**Exercise prompt:** Gather each line of the data below that contains the string "with" and copy those lines unchanged. Case counts.

**Records to process:**
-------------------------
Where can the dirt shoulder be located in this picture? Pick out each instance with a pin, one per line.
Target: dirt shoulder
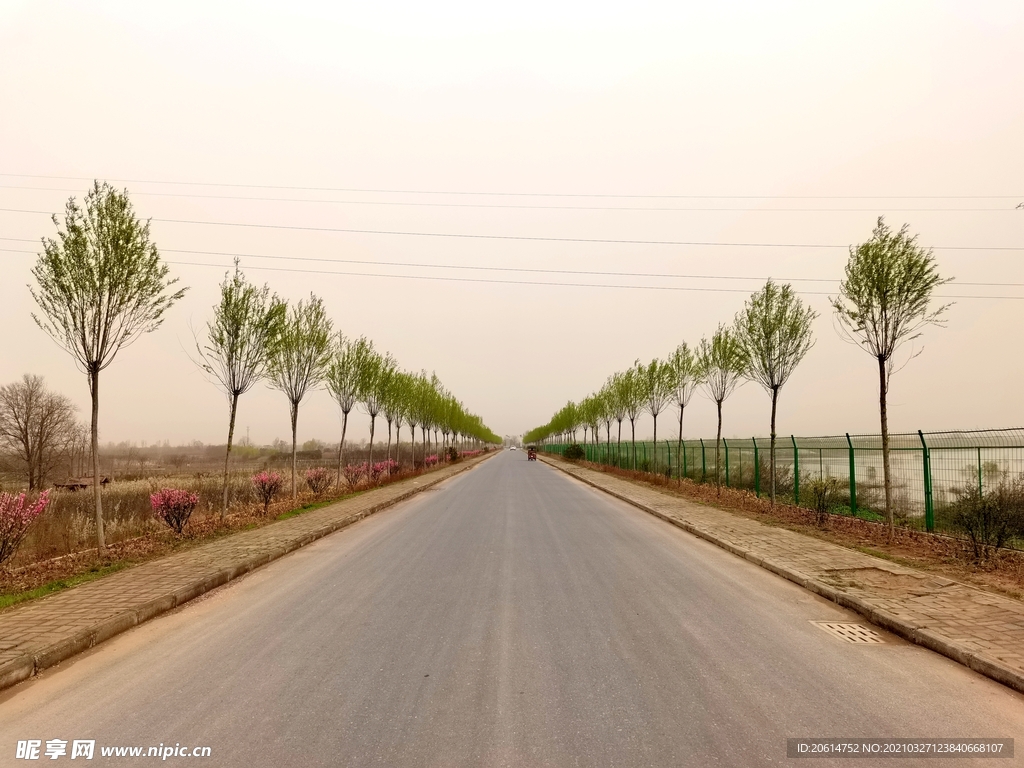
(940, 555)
-------------------------
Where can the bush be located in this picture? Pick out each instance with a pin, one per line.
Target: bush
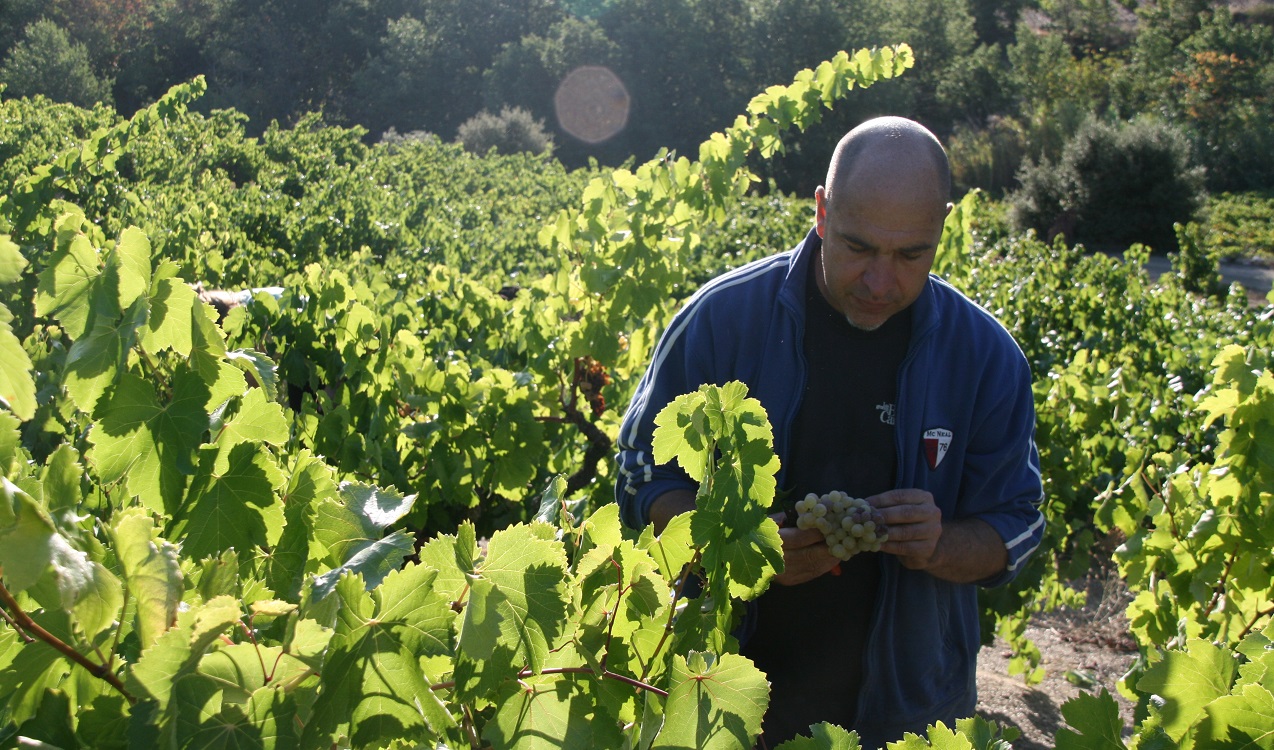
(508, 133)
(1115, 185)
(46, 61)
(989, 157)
-------------------------
**Expected output:**
Where can the dirt shoulder be located in this picture? Pick out each instance with a pin, one per line.
Where can the bush be located in this picture? Pick out each instance with a pin, one per line.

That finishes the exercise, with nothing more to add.